START

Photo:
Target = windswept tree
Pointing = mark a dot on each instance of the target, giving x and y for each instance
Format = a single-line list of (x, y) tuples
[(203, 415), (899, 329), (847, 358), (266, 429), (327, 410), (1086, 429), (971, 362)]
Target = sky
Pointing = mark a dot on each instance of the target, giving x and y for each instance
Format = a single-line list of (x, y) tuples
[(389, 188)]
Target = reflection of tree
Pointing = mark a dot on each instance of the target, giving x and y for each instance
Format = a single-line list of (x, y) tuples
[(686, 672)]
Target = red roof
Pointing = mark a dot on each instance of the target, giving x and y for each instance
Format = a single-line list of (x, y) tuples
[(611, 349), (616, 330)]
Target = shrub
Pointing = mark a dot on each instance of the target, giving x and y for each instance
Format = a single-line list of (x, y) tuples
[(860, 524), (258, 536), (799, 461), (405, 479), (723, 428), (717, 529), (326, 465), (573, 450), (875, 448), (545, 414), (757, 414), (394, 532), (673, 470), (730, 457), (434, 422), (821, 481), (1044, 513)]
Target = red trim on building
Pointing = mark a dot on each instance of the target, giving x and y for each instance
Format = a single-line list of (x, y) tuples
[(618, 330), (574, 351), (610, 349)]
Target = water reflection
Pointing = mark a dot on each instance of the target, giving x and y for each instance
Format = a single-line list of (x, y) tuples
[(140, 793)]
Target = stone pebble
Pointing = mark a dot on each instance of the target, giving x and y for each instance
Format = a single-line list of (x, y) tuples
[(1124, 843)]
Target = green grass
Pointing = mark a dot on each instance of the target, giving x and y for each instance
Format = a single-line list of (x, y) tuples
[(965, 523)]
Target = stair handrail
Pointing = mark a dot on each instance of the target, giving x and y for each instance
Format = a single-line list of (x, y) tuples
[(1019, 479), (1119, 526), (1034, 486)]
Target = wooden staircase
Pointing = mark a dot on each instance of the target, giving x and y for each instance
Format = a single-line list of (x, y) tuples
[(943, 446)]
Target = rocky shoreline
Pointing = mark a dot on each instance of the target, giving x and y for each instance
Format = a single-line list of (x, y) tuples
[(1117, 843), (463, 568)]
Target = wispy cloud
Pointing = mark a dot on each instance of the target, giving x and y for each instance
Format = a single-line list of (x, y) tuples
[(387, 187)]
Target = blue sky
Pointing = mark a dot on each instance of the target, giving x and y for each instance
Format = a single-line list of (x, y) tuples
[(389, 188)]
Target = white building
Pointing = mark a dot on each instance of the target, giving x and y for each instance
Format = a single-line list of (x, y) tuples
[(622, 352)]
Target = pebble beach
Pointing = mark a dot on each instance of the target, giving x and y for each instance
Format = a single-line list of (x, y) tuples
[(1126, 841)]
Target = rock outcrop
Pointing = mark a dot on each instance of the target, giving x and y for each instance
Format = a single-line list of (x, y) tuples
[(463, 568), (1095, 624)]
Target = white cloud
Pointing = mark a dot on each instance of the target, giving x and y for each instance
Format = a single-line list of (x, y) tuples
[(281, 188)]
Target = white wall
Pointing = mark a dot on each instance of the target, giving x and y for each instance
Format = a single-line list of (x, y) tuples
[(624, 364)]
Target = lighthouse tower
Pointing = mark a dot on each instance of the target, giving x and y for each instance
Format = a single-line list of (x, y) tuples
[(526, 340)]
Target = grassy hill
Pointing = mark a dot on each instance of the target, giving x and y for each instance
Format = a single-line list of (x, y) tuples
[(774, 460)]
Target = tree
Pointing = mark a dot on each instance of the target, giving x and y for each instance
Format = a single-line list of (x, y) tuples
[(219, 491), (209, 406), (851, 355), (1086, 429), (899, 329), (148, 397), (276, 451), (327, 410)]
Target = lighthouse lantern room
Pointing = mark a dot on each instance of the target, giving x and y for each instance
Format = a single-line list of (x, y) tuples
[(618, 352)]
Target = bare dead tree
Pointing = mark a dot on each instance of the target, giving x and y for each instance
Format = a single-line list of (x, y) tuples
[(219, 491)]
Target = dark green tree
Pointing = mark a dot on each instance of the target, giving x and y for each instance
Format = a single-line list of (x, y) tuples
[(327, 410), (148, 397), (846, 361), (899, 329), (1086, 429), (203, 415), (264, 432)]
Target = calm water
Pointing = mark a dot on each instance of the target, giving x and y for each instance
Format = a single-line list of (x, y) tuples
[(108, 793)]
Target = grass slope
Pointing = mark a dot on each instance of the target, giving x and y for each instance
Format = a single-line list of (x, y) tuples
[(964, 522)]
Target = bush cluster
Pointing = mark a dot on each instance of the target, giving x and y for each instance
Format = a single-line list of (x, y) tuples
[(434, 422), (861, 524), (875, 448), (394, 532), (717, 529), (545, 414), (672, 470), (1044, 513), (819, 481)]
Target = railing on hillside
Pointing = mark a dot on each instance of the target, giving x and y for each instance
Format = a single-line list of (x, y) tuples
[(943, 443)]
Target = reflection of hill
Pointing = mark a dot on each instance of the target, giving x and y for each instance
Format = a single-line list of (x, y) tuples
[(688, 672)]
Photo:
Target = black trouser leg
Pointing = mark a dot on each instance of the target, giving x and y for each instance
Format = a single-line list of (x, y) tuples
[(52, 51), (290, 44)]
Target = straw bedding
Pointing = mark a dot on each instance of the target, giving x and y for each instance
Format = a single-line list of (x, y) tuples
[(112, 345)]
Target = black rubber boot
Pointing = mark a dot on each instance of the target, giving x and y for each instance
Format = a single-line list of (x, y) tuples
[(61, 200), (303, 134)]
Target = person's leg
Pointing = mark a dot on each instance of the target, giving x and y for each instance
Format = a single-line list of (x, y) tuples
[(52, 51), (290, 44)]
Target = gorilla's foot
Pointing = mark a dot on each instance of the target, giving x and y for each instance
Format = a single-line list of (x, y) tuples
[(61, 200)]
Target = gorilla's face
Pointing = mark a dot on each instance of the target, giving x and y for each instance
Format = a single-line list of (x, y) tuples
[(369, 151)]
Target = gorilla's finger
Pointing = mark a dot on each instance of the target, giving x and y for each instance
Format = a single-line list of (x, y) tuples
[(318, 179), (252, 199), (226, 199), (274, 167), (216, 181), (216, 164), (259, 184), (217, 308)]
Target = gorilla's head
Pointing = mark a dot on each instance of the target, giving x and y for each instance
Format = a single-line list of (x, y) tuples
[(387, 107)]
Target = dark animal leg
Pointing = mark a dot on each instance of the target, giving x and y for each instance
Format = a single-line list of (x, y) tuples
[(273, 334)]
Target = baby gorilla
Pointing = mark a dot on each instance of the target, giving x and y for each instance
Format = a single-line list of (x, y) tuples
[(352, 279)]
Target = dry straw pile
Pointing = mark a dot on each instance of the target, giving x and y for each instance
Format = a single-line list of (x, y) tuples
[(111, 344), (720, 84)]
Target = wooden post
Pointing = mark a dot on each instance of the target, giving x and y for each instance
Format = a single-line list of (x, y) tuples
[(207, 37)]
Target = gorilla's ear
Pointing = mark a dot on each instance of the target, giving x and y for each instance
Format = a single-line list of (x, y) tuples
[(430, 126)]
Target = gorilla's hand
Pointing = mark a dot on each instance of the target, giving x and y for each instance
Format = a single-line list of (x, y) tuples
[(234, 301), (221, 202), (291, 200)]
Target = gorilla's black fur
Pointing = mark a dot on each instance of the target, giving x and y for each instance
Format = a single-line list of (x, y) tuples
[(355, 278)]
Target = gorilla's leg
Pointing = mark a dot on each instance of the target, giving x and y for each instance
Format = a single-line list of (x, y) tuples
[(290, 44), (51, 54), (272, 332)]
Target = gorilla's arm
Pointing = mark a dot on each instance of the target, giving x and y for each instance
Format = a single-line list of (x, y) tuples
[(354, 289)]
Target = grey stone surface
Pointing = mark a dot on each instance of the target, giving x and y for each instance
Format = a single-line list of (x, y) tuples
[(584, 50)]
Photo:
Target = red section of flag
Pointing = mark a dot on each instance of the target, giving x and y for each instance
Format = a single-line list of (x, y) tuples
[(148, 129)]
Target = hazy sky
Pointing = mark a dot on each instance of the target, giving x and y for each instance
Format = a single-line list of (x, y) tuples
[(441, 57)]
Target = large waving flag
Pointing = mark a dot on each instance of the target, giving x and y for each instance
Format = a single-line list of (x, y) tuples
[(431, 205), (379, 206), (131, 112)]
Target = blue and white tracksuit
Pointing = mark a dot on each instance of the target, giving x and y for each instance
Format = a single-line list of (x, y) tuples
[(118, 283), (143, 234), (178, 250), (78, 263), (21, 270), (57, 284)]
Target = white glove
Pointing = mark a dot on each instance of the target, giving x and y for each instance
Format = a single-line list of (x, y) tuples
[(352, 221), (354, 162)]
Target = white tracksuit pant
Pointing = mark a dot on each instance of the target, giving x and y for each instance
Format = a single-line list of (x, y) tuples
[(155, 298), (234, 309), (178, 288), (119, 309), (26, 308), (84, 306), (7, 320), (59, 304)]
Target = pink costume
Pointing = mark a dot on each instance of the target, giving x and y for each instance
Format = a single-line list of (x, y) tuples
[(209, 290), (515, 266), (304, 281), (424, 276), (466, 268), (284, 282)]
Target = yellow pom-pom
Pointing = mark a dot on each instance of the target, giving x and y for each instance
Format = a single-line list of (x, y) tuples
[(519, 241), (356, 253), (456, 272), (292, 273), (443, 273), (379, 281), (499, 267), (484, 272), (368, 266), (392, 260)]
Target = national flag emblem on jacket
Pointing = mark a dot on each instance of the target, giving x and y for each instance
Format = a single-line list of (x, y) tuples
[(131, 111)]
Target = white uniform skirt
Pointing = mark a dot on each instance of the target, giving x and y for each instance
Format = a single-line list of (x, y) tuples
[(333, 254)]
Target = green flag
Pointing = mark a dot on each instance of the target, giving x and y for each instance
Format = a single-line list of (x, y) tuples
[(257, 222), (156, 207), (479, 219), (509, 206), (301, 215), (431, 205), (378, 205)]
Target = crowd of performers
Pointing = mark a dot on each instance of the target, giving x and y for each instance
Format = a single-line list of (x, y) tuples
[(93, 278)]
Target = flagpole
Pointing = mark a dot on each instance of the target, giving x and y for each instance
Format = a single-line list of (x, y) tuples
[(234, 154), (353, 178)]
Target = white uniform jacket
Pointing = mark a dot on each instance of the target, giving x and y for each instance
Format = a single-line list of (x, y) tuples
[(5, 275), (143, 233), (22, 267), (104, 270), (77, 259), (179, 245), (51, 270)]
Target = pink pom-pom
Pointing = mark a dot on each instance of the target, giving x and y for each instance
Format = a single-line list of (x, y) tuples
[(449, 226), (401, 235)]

END

### WORK TO COMPLETE
Output the stretch of the listing above that begins with the line containing "Target = gorilla's ear" and ends with the line containing "[(355, 278)]", both included, as a JSON list of strings with one string per line and any blank lines left out.

### WRITTEN REPLY
[
  "Target = gorilla's ear",
  "Pointing = mark a dot on each instance of the target, giving x and y for each instance",
  "Format = a single-line list of (x, y) tuples",
  "[(430, 126)]",
  "Target = gorilla's hand",
  "Pointing = mark a dot on each instance of the target, giving x and y for each instance",
  "Format = a single-line list of (x, y) tuples",
  "[(234, 301), (221, 202), (291, 200)]",
  "Target = gorilla's black fur",
  "Pointing = mark a dot on each instance of the target, giving x and y for each instance",
  "Format = a single-line list of (x, y) tuples",
  "[(355, 278)]"
]